*** RECORD EXTRACTS Section Begins ***
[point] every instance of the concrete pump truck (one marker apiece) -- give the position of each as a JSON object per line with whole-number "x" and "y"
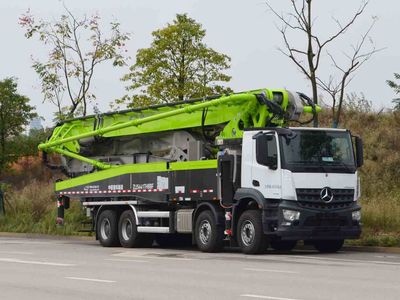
{"x": 223, "y": 169}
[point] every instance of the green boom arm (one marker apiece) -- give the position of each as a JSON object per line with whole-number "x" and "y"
{"x": 236, "y": 112}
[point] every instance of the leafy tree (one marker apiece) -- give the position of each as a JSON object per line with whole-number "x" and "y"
{"x": 396, "y": 87}
{"x": 177, "y": 66}
{"x": 78, "y": 46}
{"x": 15, "y": 113}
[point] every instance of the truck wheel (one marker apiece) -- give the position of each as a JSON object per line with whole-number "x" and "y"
{"x": 107, "y": 228}
{"x": 283, "y": 245}
{"x": 328, "y": 246}
{"x": 250, "y": 234}
{"x": 127, "y": 232}
{"x": 209, "y": 237}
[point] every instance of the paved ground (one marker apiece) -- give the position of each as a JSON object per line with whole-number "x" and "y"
{"x": 67, "y": 269}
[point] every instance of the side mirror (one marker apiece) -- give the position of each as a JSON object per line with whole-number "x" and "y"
{"x": 359, "y": 152}
{"x": 66, "y": 202}
{"x": 266, "y": 152}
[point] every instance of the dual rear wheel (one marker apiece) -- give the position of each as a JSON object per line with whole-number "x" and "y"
{"x": 114, "y": 231}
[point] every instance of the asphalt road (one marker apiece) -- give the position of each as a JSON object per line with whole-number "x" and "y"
{"x": 68, "y": 269}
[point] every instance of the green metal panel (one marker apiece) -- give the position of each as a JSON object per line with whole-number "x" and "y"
{"x": 134, "y": 168}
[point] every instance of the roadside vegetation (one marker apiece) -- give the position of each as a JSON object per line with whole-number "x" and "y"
{"x": 31, "y": 207}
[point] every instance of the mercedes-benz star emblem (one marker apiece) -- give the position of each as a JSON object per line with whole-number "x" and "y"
{"x": 326, "y": 194}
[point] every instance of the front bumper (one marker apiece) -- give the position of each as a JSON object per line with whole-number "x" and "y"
{"x": 313, "y": 224}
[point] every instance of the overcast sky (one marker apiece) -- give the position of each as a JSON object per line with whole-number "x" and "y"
{"x": 243, "y": 29}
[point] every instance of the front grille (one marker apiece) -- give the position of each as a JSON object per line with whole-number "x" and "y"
{"x": 310, "y": 198}
{"x": 313, "y": 195}
{"x": 322, "y": 205}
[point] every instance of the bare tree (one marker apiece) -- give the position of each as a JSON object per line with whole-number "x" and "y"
{"x": 335, "y": 87}
{"x": 300, "y": 20}
{"x": 78, "y": 46}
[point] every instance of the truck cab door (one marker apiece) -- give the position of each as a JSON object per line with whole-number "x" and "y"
{"x": 265, "y": 167}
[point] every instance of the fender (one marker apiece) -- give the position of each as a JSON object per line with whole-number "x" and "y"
{"x": 242, "y": 198}
{"x": 219, "y": 216}
{"x": 249, "y": 193}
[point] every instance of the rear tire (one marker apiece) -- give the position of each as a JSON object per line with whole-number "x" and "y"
{"x": 208, "y": 235}
{"x": 250, "y": 234}
{"x": 107, "y": 228}
{"x": 283, "y": 245}
{"x": 127, "y": 232}
{"x": 328, "y": 246}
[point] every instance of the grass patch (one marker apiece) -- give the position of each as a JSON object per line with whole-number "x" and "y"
{"x": 32, "y": 209}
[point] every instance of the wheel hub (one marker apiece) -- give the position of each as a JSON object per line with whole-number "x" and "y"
{"x": 247, "y": 233}
{"x": 205, "y": 232}
{"x": 126, "y": 229}
{"x": 105, "y": 229}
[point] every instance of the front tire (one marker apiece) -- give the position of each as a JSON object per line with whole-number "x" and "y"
{"x": 127, "y": 232}
{"x": 250, "y": 234}
{"x": 208, "y": 235}
{"x": 328, "y": 246}
{"x": 107, "y": 228}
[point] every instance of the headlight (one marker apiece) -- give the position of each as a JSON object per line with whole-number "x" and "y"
{"x": 290, "y": 215}
{"x": 356, "y": 215}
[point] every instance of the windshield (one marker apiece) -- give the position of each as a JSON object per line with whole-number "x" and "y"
{"x": 318, "y": 151}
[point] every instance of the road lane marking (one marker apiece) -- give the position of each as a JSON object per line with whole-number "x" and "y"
{"x": 269, "y": 270}
{"x": 125, "y": 260}
{"x": 29, "y": 242}
{"x": 32, "y": 262}
{"x": 330, "y": 259}
{"x": 266, "y": 297}
{"x": 91, "y": 279}
{"x": 385, "y": 256}
{"x": 166, "y": 257}
{"x": 16, "y": 252}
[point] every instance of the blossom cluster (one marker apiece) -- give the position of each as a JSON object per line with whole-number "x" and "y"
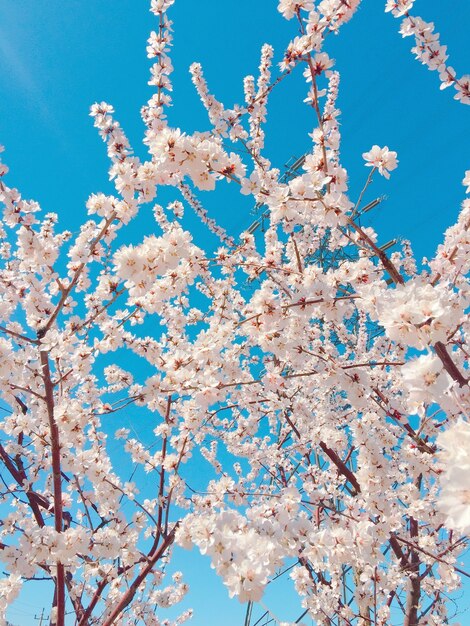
{"x": 319, "y": 383}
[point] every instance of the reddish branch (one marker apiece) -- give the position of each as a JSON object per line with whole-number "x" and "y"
{"x": 414, "y": 591}
{"x": 448, "y": 363}
{"x": 59, "y": 596}
{"x": 342, "y": 467}
{"x": 133, "y": 588}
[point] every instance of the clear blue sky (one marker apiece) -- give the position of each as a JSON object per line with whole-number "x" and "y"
{"x": 57, "y": 58}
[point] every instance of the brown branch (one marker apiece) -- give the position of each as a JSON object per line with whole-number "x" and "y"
{"x": 132, "y": 590}
{"x": 449, "y": 364}
{"x": 342, "y": 467}
{"x": 56, "y": 480}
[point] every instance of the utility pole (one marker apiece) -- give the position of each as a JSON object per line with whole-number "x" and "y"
{"x": 41, "y": 617}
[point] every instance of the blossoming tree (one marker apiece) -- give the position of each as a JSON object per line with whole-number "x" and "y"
{"x": 322, "y": 436}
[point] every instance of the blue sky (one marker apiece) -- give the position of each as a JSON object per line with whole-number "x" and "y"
{"x": 57, "y": 58}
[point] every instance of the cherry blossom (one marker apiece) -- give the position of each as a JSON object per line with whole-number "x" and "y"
*** RECORD EXTRACTS Section Ends ***
*PROBLEM TO SOLVE*
The records above, minus their pictures, are to be returned word for word.

*EXERCISE RESULT*
[point] every instance of the concrete pump truck (one marker apiece) -- give the position of each as a JSON object per line with whole-number "x" and "y"
{"x": 223, "y": 169}
[point] every instance of the green boom arm (one marker apiece) -- give the position of each as a JSON object per line with whole-number "x" and "y"
{"x": 236, "y": 112}
[point] every instance of the leafy tree (one marker apiece) -- give the position of each as a JSON object per line with whole-number "x" and "y"
{"x": 396, "y": 87}
{"x": 177, "y": 66}
{"x": 78, "y": 46}
{"x": 15, "y": 113}
[point] every instance of the truck wheel (one marker apiece) -- give the position of each as a JSON object per line with whole-number "x" and "y"
{"x": 107, "y": 228}
{"x": 283, "y": 245}
{"x": 328, "y": 246}
{"x": 250, "y": 234}
{"x": 127, "y": 232}
{"x": 209, "y": 237}
[point] every instance of the paved ground (one marker apiece) -- give the position of each as a JSON object per line with whole-number "x" and "y"
{"x": 67, "y": 269}
[point] every instance of the side mirror (one marker apiece) -- give the position of each as a JSON object per line with whole-number "x" and "y"
{"x": 359, "y": 152}
{"x": 66, "y": 202}
{"x": 266, "y": 152}
[point] every instance of the dual rear wheel (one marker apiece) -- give the position of each as a JSON object per line with whole-number "x" and "y"
{"x": 114, "y": 231}
[point] every instance of the asphalt road (one marker apiece) -- give the position of each as a JSON object per line with whole-number "x" and "y"
{"x": 68, "y": 269}
[point] every instance of the green metal panel (one marker apiece) -- give the position of each as a JSON object per line with whole-number "x" and "y"
{"x": 134, "y": 168}
[point] every instance of the roadside vegetation (one marker apiece) -- give the position of each as a JSON object per line with whole-number "x" and "y"
{"x": 31, "y": 207}
[point] every instance of the mercedes-benz star emblem (one marker apiece) -- give the position of each as a JSON object per line with whole-number "x" and "y"
{"x": 326, "y": 194}
[point] every instance of the front bumper (one marker apiece) -- give the position of each as a JSON object per line with whole-number "x" and "y"
{"x": 313, "y": 224}
[point] every instance of the overcast sky (one marker apiece) -- give the position of each as a JSON object per line with whole-number "x" and "y"
{"x": 243, "y": 29}
[point] every instance of the front grille (one marker apiece) -- give the position of each as a JSON object per line with whole-number "x" and "y"
{"x": 310, "y": 198}
{"x": 313, "y": 195}
{"x": 322, "y": 205}
[point] every instance of the bare tree (one marker apiece) -- give the position of each as a JSON object per line with whole-number "x" and "y"
{"x": 335, "y": 87}
{"x": 300, "y": 20}
{"x": 78, "y": 46}
[point] every instance of the truck cab door (one marker apiece) -- give the position of each as a JSON object per line with whole-number "x" and "y"
{"x": 265, "y": 167}
[point] every instance of the fender (one marker apiece) -- give the position of each as a JSON object per line with whole-number "x" and "y"
{"x": 242, "y": 198}
{"x": 219, "y": 216}
{"x": 249, "y": 193}
[point] every instance of the rear tire (one marker apiece) -- give the position of each as a JSON object per line with whole-number "x" and "y"
{"x": 208, "y": 235}
{"x": 250, "y": 234}
{"x": 107, "y": 228}
{"x": 283, "y": 245}
{"x": 127, "y": 232}
{"x": 328, "y": 246}
[point] every instance of the grass patch (one marker apiece) -- give the position of each as a JSON object per line with whole-number "x" and "y"
{"x": 32, "y": 209}
[point] every instance of the wheel hub (one marker apiece) -- give the position of each as a JSON object per line with whole-number "x" and "y"
{"x": 247, "y": 233}
{"x": 205, "y": 232}
{"x": 126, "y": 229}
{"x": 105, "y": 229}
[point] every instance of the front tire (one marker apiece) -- give the position of each as a JSON object per line with whole-number "x" and "y"
{"x": 127, "y": 232}
{"x": 250, "y": 234}
{"x": 208, "y": 235}
{"x": 328, "y": 246}
{"x": 107, "y": 228}
[point] every instance of the headlight (one marker apiece) -- give the position of each as a JSON object per line with whole-number "x" and "y"
{"x": 290, "y": 215}
{"x": 356, "y": 215}
[point] every instance of the windshield (one marker apiece) -- give the position of each as a JSON object per line with whole-number "x" and "y"
{"x": 318, "y": 151}
[point] every instance of the road lane marking (one marker apiece) -- give the position of each as a JSON object per line with whole-number "x" and "y"
{"x": 269, "y": 270}
{"x": 125, "y": 260}
{"x": 29, "y": 242}
{"x": 32, "y": 262}
{"x": 330, "y": 259}
{"x": 266, "y": 297}
{"x": 91, "y": 279}
{"x": 385, "y": 256}
{"x": 166, "y": 257}
{"x": 16, "y": 252}
[point] every instance of the blossom cluster (one marker apiece) -- give the position of each as a JSON object per line with whole-number "x" and "y"
{"x": 319, "y": 383}
[point] every instance of the reddish branch (one marker apiece) -- give the position of each as a JSON object per line with whole-number "x" and "y"
{"x": 414, "y": 591}
{"x": 448, "y": 363}
{"x": 59, "y": 596}
{"x": 342, "y": 467}
{"x": 133, "y": 588}
[point] every instance of the clear blue sky (one marker apiece) -- give the position of each as a JSON object per line with whole-number "x" and "y"
{"x": 57, "y": 58}
[point] every instance of the brown branch (one marker apiece) -- give the position of each as a JSON object per line with whole-number "x" and "y"
{"x": 132, "y": 590}
{"x": 449, "y": 364}
{"x": 342, "y": 467}
{"x": 56, "y": 480}
[point] every instance of the utility pole (one marker apiece) -- give the position of each as a JSON object per line with whole-number "x" and "y"
{"x": 41, "y": 617}
[point] every instance of the blossoming tree (one marker apiece) -- give the position of each as a JSON object per line with whole-number "x" and "y"
{"x": 322, "y": 436}
[point] every instance of the blue sky (one marker apiece) -- give the position of each as a JSON object per line with whole-number "x" and "y"
{"x": 57, "y": 58}
[point] every instance of the cherry blossom (one marker apiece) -- give the position of each as a JSON object per line with whole-number "x" and "y"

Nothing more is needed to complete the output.